Brief
Reproduce the line that holds "Reviewer check: make sure each instance of the pink" together with all the lines after it up to the end of the entries.
--- start of Supplied records ---
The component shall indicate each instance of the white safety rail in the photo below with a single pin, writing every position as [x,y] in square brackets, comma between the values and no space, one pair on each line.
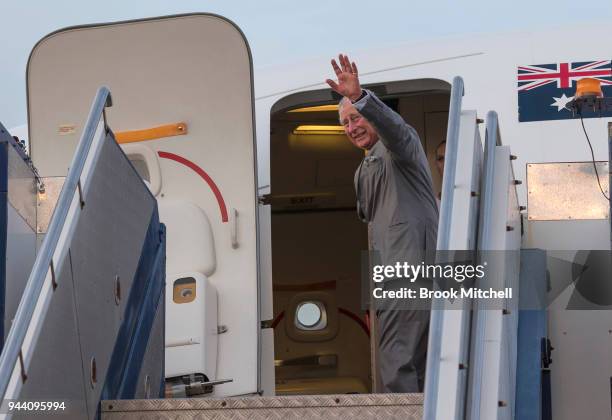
[30,314]
[447,363]
[492,373]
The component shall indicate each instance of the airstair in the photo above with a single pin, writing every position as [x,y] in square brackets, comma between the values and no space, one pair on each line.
[90,321]
[472,362]
[89,328]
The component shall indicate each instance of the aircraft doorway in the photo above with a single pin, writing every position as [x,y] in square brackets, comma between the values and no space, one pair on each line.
[321,332]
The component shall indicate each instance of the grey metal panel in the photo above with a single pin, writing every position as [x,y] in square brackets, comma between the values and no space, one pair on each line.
[566,191]
[152,370]
[55,373]
[20,256]
[493,358]
[47,202]
[432,382]
[21,187]
[109,234]
[372,406]
[14,345]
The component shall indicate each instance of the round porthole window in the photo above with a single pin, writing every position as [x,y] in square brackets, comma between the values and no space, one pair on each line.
[309,315]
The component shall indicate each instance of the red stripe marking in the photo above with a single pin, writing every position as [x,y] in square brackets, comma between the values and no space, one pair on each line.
[204,176]
[355,318]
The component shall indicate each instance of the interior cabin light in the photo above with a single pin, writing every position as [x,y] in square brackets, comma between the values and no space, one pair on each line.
[319,129]
[588,88]
[320,108]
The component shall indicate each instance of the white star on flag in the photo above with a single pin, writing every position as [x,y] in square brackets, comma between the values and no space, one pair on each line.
[561,103]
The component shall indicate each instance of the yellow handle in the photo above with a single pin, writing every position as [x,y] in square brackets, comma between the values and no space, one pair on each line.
[168,130]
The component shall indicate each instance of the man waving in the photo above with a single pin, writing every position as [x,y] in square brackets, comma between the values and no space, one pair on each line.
[396,198]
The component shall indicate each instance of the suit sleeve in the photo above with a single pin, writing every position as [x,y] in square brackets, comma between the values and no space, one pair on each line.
[398,137]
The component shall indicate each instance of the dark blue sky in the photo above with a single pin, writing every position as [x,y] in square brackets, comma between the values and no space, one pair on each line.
[283,31]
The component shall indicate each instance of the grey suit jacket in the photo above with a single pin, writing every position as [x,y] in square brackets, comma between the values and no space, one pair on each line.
[394,188]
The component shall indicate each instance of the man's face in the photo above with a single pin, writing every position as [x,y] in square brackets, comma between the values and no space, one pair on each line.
[359,130]
[440,152]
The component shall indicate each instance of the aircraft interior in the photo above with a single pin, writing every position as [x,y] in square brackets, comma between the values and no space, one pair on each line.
[321,331]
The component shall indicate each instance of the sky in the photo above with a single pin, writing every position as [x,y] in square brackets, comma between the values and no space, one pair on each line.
[287,31]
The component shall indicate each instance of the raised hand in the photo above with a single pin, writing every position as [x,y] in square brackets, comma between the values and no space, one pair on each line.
[348,78]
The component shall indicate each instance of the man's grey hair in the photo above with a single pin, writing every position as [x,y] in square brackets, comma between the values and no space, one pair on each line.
[343,101]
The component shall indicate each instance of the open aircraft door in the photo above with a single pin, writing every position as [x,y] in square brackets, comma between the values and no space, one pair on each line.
[182,89]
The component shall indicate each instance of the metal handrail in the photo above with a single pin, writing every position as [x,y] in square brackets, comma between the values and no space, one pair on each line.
[448,185]
[492,139]
[44,260]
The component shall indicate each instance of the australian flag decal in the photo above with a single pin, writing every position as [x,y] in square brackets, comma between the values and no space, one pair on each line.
[544,90]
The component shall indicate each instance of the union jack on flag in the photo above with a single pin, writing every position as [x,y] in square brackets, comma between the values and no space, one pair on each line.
[544,90]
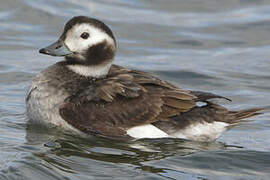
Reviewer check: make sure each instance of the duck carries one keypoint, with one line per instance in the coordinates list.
(86, 93)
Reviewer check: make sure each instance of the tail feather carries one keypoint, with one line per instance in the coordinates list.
(236, 116)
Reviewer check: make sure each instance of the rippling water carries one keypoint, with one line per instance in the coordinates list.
(217, 46)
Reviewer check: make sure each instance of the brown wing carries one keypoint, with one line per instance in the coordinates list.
(126, 98)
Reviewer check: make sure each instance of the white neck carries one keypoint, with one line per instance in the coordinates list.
(91, 71)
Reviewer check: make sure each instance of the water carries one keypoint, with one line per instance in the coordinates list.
(217, 46)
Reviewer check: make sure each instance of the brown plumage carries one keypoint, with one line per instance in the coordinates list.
(128, 98)
(86, 92)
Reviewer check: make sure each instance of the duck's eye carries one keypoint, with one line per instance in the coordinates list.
(85, 35)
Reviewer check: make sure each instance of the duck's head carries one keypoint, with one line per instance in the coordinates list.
(88, 46)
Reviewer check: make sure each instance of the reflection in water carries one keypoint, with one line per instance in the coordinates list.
(64, 150)
(217, 46)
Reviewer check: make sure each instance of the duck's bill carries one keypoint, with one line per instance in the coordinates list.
(56, 49)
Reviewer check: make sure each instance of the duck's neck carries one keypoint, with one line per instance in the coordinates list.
(95, 71)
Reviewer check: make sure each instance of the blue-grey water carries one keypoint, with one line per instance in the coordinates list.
(217, 46)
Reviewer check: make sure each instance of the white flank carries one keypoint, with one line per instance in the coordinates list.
(146, 131)
(202, 131)
(91, 71)
(76, 44)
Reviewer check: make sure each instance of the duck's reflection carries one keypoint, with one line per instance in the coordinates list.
(65, 151)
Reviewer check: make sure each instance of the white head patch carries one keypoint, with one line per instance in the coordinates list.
(77, 44)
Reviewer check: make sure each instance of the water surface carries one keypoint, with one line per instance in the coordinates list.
(217, 46)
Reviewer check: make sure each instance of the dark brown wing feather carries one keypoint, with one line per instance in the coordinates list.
(126, 98)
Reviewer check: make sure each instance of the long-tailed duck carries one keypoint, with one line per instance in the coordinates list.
(86, 93)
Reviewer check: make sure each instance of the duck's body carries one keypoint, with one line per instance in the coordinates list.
(86, 94)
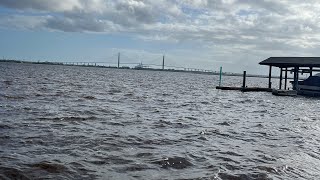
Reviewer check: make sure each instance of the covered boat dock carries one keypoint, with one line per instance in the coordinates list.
(293, 65)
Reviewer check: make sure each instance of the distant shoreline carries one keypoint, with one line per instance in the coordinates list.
(139, 68)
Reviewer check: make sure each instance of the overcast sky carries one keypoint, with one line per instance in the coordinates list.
(235, 34)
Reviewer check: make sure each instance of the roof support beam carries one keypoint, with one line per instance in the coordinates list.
(280, 83)
(270, 73)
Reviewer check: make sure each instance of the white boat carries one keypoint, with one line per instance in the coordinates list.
(310, 86)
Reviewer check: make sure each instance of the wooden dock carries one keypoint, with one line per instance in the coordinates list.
(245, 89)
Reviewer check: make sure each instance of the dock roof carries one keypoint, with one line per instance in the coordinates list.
(284, 62)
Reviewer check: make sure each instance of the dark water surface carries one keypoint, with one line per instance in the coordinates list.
(60, 122)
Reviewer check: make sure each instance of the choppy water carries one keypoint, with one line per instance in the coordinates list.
(59, 122)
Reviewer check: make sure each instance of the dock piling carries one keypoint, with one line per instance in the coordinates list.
(244, 79)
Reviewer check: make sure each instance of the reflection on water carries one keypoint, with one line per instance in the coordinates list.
(64, 122)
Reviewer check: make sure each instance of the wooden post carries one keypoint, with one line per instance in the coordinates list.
(220, 77)
(280, 83)
(118, 60)
(270, 72)
(295, 78)
(285, 79)
(244, 79)
(163, 63)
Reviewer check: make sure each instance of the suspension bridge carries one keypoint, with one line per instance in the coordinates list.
(116, 61)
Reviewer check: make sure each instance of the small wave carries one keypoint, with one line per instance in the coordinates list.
(175, 163)
(13, 97)
(89, 97)
(230, 153)
(8, 82)
(133, 168)
(260, 176)
(224, 123)
(12, 173)
(5, 126)
(50, 167)
(68, 118)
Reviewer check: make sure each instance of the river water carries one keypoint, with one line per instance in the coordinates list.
(64, 122)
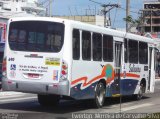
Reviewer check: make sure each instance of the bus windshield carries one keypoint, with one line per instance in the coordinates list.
(36, 36)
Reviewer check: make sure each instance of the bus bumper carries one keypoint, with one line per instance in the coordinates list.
(61, 88)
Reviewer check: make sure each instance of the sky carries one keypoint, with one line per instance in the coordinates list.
(78, 7)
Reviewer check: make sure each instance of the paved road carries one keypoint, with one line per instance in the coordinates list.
(13, 103)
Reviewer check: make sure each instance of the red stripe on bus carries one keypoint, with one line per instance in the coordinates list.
(101, 76)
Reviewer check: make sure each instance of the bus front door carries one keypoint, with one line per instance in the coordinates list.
(117, 71)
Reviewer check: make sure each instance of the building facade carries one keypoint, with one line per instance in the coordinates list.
(151, 17)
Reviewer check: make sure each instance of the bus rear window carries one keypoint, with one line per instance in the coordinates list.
(36, 36)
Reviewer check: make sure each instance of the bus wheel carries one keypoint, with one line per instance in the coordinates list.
(140, 93)
(48, 100)
(100, 95)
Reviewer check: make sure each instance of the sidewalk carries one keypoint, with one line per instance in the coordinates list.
(9, 93)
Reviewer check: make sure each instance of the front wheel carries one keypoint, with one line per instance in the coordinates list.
(139, 96)
(100, 92)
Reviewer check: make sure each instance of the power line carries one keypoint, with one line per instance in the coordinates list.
(105, 10)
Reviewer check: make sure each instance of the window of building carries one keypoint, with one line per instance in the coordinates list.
(107, 48)
(97, 46)
(143, 53)
(86, 45)
(76, 44)
(133, 51)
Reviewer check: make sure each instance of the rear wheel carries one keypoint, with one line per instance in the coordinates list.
(100, 95)
(139, 96)
(48, 100)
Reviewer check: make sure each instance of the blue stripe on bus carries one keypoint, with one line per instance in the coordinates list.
(128, 87)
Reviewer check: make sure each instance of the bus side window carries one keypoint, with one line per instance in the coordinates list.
(107, 48)
(76, 44)
(86, 45)
(143, 53)
(97, 47)
(133, 51)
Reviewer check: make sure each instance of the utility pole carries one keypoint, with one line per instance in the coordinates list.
(127, 13)
(50, 8)
(105, 10)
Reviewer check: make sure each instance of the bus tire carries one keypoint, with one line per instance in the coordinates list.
(48, 100)
(139, 96)
(99, 95)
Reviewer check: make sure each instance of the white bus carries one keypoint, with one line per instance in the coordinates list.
(58, 58)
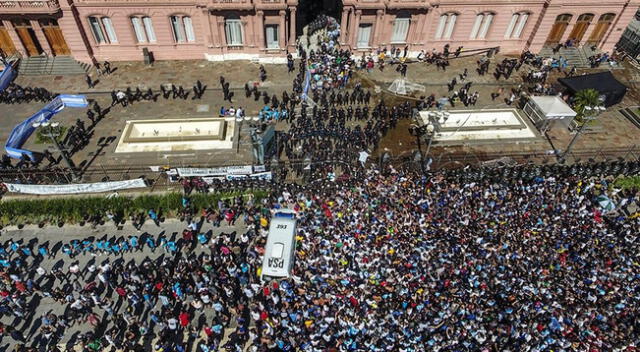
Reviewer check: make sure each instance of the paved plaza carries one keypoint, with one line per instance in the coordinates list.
(615, 131)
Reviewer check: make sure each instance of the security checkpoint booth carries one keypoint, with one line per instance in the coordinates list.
(549, 111)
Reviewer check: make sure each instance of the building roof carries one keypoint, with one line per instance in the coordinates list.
(604, 82)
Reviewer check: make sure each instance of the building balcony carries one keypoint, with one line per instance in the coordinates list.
(230, 5)
(270, 4)
(29, 6)
(114, 3)
(407, 4)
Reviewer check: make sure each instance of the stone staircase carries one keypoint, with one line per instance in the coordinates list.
(575, 56)
(52, 65)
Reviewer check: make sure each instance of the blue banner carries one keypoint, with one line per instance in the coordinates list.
(23, 130)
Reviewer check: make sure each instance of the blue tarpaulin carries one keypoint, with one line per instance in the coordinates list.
(23, 130)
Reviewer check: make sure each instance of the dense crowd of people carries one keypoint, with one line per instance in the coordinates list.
(385, 261)
(16, 94)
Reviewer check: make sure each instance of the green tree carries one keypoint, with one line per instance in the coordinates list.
(584, 98)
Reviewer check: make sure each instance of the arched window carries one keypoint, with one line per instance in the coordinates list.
(517, 24)
(103, 31)
(143, 28)
(607, 17)
(446, 25)
(602, 27)
(481, 25)
(585, 17)
(233, 30)
(401, 28)
(182, 29)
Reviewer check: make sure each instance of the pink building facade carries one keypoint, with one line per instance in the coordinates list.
(266, 30)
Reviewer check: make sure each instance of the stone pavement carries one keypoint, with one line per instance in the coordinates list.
(616, 131)
(55, 237)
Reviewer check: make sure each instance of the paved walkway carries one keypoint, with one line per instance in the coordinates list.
(616, 131)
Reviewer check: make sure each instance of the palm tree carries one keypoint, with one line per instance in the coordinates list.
(584, 98)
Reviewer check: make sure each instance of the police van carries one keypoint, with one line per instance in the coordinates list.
(280, 251)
--- end of Supplied records ---
Written solution
Reviewer check: make sure each instance of the pink building facade carries one keypoint, with one line per instance in the coordinates list.
(266, 30)
Reviewer check: make sure each instance of the stone pavement carries one keypoint, with one line per instance in the coordinates list.
(616, 131)
(55, 237)
Reviewer check: make sure each instance of the paved walkway carries one keypoint, with one line per instance in the coordinates list.
(616, 131)
Reviewer check: make sure each instance of the palm tree carries one keypoint, with one line per instance in the coordinates list.
(584, 98)
Reviewer check: make sure each instance of the police van carries one keypoint, with one line per instance in the coordinates list.
(280, 251)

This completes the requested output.